[begin Data excerpts]
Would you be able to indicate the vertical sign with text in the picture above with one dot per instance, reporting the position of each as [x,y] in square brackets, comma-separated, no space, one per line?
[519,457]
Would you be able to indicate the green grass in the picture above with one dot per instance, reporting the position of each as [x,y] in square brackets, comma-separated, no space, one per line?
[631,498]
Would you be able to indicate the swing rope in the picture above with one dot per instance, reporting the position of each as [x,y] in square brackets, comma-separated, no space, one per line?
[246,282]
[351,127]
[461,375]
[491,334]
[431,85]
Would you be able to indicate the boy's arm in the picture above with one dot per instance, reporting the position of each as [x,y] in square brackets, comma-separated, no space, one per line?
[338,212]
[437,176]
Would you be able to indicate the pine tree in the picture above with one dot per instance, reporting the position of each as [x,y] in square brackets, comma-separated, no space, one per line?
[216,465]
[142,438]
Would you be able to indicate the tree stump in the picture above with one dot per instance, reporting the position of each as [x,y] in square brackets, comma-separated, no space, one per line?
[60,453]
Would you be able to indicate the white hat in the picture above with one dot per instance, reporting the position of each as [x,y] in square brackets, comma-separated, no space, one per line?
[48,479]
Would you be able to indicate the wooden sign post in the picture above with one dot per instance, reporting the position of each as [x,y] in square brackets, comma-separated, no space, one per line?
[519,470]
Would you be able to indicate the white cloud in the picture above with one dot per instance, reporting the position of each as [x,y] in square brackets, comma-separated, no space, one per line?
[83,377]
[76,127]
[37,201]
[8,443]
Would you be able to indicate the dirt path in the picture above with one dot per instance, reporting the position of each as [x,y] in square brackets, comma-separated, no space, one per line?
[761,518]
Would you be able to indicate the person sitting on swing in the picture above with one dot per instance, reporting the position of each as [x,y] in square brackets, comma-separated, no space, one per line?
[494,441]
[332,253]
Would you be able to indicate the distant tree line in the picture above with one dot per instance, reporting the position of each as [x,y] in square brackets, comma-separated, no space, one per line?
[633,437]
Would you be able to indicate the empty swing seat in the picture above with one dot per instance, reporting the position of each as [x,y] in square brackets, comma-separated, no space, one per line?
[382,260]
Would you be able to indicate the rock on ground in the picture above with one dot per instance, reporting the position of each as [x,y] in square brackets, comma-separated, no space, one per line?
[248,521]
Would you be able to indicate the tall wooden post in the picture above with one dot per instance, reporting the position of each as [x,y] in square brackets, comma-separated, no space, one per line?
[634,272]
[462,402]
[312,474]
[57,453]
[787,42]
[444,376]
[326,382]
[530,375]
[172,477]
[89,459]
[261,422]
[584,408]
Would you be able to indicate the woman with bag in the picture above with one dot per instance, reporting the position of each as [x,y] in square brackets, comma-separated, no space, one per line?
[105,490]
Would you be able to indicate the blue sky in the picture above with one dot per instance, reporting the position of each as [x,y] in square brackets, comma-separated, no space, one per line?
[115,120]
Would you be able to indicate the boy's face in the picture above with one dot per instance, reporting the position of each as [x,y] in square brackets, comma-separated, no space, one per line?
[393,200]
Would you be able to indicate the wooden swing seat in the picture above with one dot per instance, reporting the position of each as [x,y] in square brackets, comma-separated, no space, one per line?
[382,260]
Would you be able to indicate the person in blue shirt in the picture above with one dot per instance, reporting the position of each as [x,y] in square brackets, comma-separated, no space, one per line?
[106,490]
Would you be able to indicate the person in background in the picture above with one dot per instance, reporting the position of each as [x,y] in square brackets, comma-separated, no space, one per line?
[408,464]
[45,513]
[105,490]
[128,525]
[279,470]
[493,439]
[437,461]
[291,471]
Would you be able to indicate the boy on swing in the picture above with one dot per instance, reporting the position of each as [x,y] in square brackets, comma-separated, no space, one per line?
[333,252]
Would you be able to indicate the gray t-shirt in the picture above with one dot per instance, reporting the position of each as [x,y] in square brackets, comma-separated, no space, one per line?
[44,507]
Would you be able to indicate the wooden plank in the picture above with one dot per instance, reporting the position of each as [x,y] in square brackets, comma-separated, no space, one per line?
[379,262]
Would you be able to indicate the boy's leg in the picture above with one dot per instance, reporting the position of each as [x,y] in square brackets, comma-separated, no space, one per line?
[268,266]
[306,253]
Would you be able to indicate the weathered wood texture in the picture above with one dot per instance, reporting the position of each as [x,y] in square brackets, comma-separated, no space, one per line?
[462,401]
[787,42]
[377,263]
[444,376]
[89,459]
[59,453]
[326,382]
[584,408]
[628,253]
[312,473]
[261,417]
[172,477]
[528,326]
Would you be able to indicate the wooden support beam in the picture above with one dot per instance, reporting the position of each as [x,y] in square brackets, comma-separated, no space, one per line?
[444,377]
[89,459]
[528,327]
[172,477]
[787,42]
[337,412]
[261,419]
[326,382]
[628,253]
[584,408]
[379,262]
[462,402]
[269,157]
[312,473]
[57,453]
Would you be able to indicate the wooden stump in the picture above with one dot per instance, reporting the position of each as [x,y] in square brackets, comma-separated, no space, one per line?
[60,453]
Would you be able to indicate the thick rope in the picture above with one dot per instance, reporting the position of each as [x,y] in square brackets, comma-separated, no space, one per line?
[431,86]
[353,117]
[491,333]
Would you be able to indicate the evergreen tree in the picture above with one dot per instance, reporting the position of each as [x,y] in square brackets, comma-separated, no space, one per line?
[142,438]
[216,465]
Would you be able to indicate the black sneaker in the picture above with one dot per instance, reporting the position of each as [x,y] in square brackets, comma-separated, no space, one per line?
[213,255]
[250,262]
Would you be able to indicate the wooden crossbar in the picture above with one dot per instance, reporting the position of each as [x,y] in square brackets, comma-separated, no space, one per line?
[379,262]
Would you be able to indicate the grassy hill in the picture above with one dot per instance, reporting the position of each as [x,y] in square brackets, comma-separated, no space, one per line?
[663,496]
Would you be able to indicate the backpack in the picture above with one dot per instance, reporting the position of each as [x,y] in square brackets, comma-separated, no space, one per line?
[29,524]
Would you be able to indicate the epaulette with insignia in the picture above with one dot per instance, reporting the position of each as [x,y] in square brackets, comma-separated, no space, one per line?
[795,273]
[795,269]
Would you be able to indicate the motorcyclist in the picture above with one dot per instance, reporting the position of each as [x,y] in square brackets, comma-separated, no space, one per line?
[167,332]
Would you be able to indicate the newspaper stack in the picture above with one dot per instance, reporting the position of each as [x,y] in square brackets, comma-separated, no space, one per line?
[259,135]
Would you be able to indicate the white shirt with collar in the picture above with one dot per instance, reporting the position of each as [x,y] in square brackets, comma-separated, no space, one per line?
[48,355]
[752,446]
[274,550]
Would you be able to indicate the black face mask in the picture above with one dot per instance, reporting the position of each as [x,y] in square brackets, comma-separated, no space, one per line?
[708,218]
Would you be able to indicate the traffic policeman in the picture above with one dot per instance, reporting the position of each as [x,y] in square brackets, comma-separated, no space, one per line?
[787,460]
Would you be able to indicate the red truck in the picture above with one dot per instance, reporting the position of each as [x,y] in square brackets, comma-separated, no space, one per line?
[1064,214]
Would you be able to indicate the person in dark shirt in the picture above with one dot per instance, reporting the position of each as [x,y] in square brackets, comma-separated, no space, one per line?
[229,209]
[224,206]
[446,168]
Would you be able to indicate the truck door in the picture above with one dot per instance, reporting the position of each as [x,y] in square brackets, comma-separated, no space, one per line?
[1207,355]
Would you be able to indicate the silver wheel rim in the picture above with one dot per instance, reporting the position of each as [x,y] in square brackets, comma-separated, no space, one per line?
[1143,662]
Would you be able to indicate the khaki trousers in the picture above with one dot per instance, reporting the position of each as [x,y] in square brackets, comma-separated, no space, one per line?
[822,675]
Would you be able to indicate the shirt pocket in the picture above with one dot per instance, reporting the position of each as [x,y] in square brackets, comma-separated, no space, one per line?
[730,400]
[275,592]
[end Data excerpts]
=== Written exercise ===
Reproduce all of the entries above, swapping each occurrence of "one dot per instance" for "a single point per instance" and keeping every other character unchanged.

=== Task output ===
Would you be able to indicate the vertical sign with text in the picture above with a single point per instance, reporting the position of each as [x,y] in square brackets, comma-separated, no space, one per line?
[519,457]
Would you be able to indicate the green grass in the picture above with a single point per instance, reporting the position of each as [x,y] in square brackets, comma-separated, no space, one per line?
[631,498]
Would you be able to indicate the swing rope in the picture above with a single point per instance, reporting the position of each as [x,y] in square brackets, comma-separated, no space, one per line?
[246,282]
[351,127]
[461,375]
[491,334]
[431,85]
Would you be able to indicate the boy's arm in the picture above with a single point per instance, reporting the position of each as [x,y] in square brackets, comma-separated, no space, one per line?
[338,212]
[437,176]
Would you be able to indicate the pine tree in the picture above with a single point per instance, reporting the position of each as [x,y] in square brackets, comma-separated, no space, one per line?
[216,465]
[142,438]
Would you be able to indicate the tree stump in the picture above with a single point per instance, reporting the position of each as [x,y] in square brackets, comma-separated, no space, one per line?
[60,453]
Would you be able to indicate the white hat in the picture above with a single point per instance, reporting the position of each as [x,y] in square brackets, comma-separated, no space, one per line?
[48,479]
Would you be able to indicate the wooden sign post in the picture above with a single point per instance, reporting the position of each as [x,y] in square brackets, comma-separated, no space, one per line?
[519,470]
Would you be able to indicate the white cloud in the picture above with a single point per instance, reporting the position of each as [x,y] in square brackets, comma-separated, no space, one per line?
[83,377]
[76,127]
[37,201]
[8,443]
Would you be able to indicate the dirt path in the picture above with a single point per instance, reporting the position of each as [x,y] in square brackets, comma-separated, no space, one per line?
[761,518]
Would you be able to indicate the person sitting on swing in the picture above with a single point per instance, reporting the position of each as [x,y] in square brackets, comma-separated, no space, one per line?
[494,441]
[332,253]
Would you be able to indicate the distant tree line in the picture above with a single point per instance, reporting the position of each as [x,y] in square brackets, comma-separated, no space, one per line?
[633,437]
Would you be able to indicate the empty swing seat in the picture above with a single point per instance, reporting the position of each as [x,y] in square brackets, comma-separated, no space, one per line?
[382,260]
Would you be able to indicate the rock on ground in the picture above with a single point per instance, reporting the position of each as [x,y] in square brackets, comma-separated, no space, one per line?
[248,521]
Would you be able to indicate the tall wooden post in the picture above with a single point per instance, reporting the position of each as [x,y] in square brackets, comma-separated, no space, one per line?
[634,272]
[462,402]
[312,474]
[57,453]
[787,42]
[444,376]
[326,382]
[530,375]
[172,477]
[89,459]
[261,422]
[584,408]
Would you be able to indicate the woman with bag in the picture above with a single point per instance, reporting the position of each as [x,y] in square brackets, comma-separated, no space, one per line?
[105,490]
Would you be able to indicate the blue sky in the picture above with a single point per instance, reporting the position of each as [x,y] in square brackets, comma-separated, no space, one per line?
[115,120]
Would you be able to indicate the boy's face in the picture above with a single point per instance, reporting the position of each as [x,y] in square brackets, comma-separated, no space, one per line?
[393,200]
Would you be able to indicate the wooden swing seat in the picture above with a single point per instance, reporting the position of each as [x,y] in square brackets, comma-separated, no space, one per line?
[382,260]
Would you be able to indicate the person in blue shirt in the picture above with a single point per instance, reporting the position of each as [x,y] in square brackets, comma-separated, no space, one per line?
[106,490]
Would you be able to indicate the person in background in the picture above with a single point per instance, reporting the position of each as [x,y] in square brackets, comma-separated, no space, one per line?
[408,464]
[45,513]
[105,490]
[128,525]
[279,470]
[493,439]
[437,461]
[291,471]
Would you be able to indicate the boy on swing in the picture above with a single point per instance, reporting the position of each as [x,y] in square brackets, comma-separated, no space, one per line?
[333,252]
Would you be able to indicate the gray t-shirt in the picture above with a single point per instance, reporting the position of each as [x,y] in square brackets, comma-separated, no space, one per line?
[44,507]
Would you be able to indicate the wooden plank in the picture above with a single point per instance, reporting the position of each as [x,y] in square brackets, comma-separated, no space, one per line?
[379,262]
Would you be able to indicate the boy's leg in the picture above with a single point per instance, reporting the position of each as [x,y] in square brackets, comma-separated, no space, one per line?
[268,266]
[306,253]
Would you be able to indicate the weathered wood texture in the picture above with a single point per instance, reporting the position of each as [x,y] in square brackets, comma-separated, no space, one per line?
[462,401]
[787,42]
[377,263]
[444,376]
[89,459]
[59,453]
[326,382]
[584,408]
[628,253]
[312,473]
[261,417]
[172,477]
[528,326]
Would you be able to indicate the wooden support beam in the picture above with a single point per instance, reporting the position of each as [x,y] in square brackets, comma-separated, no space, one per line?
[444,377]
[89,459]
[528,327]
[172,477]
[787,42]
[337,412]
[261,419]
[326,382]
[628,253]
[584,408]
[379,262]
[462,402]
[269,157]
[312,473]
[57,453]
Would you be able to indicate the wooden stump in the picture above with a single point per instance, reporting the position of each as [x,y] in square brackets, comma-separated, no space, one per line?
[60,453]
Would you be able to indicate the thick rope in the picture above with a single point per instance, reporting the position of each as [x,y] in square brackets, comma-separated, no space, one per line?
[431,86]
[353,117]
[491,333]
Would you be able to indicate the evergreen tree in the picture above with a single point per instance, reporting the position of each as [x,y] in square brackets, comma-separated, no space, one per line?
[142,438]
[216,465]
Would you be able to indicate the black sneaker in the picture above with a single point per instance, reporting the position of each as [x,y] in square brackets, comma-separated, no space, one per line?
[213,255]
[250,262]
Would you be able to indicate the wooden crossbar in the picture above with a single point per instance, reporting the position of each as [x,y] in square brackets, comma-separated, no space, one per line?
[379,262]
Would you be able to indicate the grassy hill in the picture above with a single point per instance, reporting the position of each as [x,y] in square brackets, comma-separated, no space, one per line?
[663,496]
Would you be able to indicate the backpack in the picture above with a single point per instance, reporting the position of each as [x,y] in square brackets, comma-separated, no space, one per line?
[29,524]
Would you be able to indicate the epaulette with insignia in the picture above with a single point per instance, reporting the position of each as [x,y] in square brackets, comma-separated, no space, one per line?
[795,273]
[795,269]
Would you be able to indicate the motorcyclist in the picture above with a single point per instance, reporting the position of each as [x,y] in square brackets, comma-separated, no space, one per line?
[167,332]
Would you be able to indicate the newspaper stack in the picture above with a single point per instance, reporting the position of each as [x,y] in square brackets, comma-separated, no space, one per line?
[259,135]
Would you be able to indicate the white shirt with collar in the picture above with a single point per instance, reporting the position of each as [x,y] in square brackets, comma-separated, no space, one per line?
[48,355]
[752,446]
[274,550]
Would you be able to indicate the black face mask in the picture above with a single point per instance, reporting the position of each as [x,y] in square brackets, comma-separated, no space, one per line?
[708,218]
Would you be able to indicate the traffic policeman in the picture above with a single point per instance, reporting the position of each as [x,y] in square brackets, comma-separated, no space, one per line?
[787,460]
Would you be able to indicate the red truck in the picture above with a single point per instance, reporting the position of each as [x,y] in square brackets, comma-separated, no space, one per line?
[1064,214]
Would you be able to indicate the person in dark shirt in the picture above with a single point per instance, reporting the position of each as [x,y] in square brackets, comma-separated, no space, one per line?
[229,209]
[224,206]
[446,168]
Would you be able to indicate the truck door in the picture above with a single point per instance, reporting the position of each as [x,y] in square brackets, comma-separated, no space, one per line?
[1207,355]
Would you be able to indicate the silver wheel rim in the picture above with a single point per instance, reporting the position of each as [x,y] in square brackets, comma-separated, no space, one per line?
[1143,662]
Would you be able to indicate the khaki trousers in the picture above with a single point per instance, reporting the position of each as [x,y] in square brackets, comma-separated, no space, one per line?
[822,675]
Would you be able to indicate the shirt pocket in the picture above with a single point per instance, reporting the position of each as [x,y] in square brackets, comma-separated, no space, one per line?
[730,400]
[275,592]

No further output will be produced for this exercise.